== Material shown ==
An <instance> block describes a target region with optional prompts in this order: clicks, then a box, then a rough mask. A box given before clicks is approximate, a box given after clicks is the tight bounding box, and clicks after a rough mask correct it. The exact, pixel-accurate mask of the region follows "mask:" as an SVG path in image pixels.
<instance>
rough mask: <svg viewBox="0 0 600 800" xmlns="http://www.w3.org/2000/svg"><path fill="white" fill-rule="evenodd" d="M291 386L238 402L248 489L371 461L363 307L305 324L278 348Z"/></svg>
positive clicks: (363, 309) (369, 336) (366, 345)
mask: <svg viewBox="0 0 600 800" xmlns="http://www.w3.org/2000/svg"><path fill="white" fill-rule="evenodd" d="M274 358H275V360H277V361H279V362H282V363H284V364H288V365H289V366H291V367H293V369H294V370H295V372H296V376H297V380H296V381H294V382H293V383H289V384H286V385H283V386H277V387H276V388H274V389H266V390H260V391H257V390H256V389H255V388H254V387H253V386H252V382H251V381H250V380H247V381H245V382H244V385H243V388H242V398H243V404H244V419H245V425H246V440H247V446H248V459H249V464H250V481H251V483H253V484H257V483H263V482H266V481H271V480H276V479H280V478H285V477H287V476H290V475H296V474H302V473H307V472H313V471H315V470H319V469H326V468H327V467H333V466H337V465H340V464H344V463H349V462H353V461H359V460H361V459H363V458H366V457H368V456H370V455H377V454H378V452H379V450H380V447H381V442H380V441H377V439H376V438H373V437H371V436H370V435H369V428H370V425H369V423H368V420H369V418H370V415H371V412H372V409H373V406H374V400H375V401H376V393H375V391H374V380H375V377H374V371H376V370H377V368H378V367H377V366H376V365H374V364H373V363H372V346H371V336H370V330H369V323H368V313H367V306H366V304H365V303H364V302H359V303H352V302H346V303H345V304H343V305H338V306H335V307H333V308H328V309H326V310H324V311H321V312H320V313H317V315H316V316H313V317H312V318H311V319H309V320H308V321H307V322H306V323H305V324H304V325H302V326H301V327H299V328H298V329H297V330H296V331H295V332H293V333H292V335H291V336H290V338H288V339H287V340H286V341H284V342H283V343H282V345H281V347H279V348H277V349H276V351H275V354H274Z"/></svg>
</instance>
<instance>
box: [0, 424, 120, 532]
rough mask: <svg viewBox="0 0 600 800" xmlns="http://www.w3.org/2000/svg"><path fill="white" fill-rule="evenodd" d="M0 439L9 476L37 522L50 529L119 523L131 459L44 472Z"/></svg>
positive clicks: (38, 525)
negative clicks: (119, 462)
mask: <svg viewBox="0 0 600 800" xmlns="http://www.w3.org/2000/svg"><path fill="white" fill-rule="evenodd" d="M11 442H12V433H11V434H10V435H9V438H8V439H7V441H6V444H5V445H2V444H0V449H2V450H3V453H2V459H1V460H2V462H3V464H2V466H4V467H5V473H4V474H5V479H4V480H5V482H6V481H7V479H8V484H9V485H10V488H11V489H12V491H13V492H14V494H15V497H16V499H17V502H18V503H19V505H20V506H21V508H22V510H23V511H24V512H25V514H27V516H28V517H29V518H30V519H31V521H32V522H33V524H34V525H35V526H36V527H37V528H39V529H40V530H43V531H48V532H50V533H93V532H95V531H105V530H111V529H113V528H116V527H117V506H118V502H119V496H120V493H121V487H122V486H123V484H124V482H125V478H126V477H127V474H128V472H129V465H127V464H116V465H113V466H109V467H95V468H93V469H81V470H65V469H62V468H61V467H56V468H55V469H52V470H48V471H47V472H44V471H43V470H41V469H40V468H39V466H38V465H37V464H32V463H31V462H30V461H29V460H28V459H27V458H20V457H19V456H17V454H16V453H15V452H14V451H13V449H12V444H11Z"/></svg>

== Your assignment ==
The answer must be every line from the records above that contains the word "instance", copied in full.

== Exercise answer ==
An <instance> block describes a target region with optional prompts in this order: clicks, then a box, then a rough mask. A box given before clicks is approximate, a box given after clicks is the tight bounding box, and clicks after a rough mask correct it. The exact, pixel-accurate mask of the region follows "mask:" as an SVG path in image pixels.
<instance>
</instance>
<instance>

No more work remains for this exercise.